_GIVEN DATA_
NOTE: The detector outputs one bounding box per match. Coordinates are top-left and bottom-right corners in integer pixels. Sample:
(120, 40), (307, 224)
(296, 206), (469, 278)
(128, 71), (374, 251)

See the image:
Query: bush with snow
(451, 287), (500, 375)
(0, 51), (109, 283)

* * *

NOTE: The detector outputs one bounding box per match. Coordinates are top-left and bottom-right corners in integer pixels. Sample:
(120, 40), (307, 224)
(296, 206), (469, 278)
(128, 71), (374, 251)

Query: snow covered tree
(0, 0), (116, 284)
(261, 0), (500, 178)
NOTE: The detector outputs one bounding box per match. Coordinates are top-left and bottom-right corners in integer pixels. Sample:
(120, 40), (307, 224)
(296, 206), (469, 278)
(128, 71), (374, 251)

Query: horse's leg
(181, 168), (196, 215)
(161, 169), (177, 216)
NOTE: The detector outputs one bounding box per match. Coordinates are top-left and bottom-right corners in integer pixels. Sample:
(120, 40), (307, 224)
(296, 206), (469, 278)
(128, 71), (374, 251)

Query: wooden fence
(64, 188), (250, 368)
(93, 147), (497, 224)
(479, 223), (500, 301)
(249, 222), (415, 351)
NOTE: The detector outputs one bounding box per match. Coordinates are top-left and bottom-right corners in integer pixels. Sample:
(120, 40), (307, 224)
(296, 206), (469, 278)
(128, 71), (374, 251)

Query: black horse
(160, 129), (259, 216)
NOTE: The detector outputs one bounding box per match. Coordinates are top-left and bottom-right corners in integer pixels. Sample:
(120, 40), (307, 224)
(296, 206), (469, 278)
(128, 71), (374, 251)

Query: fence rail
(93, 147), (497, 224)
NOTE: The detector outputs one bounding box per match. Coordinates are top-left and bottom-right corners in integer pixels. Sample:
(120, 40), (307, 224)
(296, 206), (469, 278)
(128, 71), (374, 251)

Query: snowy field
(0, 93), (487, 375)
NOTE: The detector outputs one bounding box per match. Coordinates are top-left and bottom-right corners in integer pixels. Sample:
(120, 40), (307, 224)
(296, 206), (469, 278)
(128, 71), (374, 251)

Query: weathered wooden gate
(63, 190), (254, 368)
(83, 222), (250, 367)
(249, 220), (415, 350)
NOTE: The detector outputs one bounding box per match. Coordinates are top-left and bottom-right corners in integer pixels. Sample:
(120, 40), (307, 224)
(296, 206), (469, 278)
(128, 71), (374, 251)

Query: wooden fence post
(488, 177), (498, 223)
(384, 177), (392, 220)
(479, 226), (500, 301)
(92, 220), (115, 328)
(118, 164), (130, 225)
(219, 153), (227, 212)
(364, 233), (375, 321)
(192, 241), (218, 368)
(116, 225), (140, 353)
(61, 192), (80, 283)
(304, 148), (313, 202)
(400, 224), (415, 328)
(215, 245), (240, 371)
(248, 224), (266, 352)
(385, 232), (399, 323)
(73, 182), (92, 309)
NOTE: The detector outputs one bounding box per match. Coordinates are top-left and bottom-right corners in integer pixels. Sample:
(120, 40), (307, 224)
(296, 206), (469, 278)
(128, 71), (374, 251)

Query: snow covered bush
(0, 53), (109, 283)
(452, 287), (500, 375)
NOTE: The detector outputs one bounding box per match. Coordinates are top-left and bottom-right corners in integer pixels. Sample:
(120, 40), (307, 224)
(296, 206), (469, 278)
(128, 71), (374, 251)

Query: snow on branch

_WHAT THIS TASK INVOLVES_
Report every line of the data above that contains the word "bush", copying each line in full. Case counts.

_TASK RESPONSE_
Query: bush with snow
Query: snow covered bush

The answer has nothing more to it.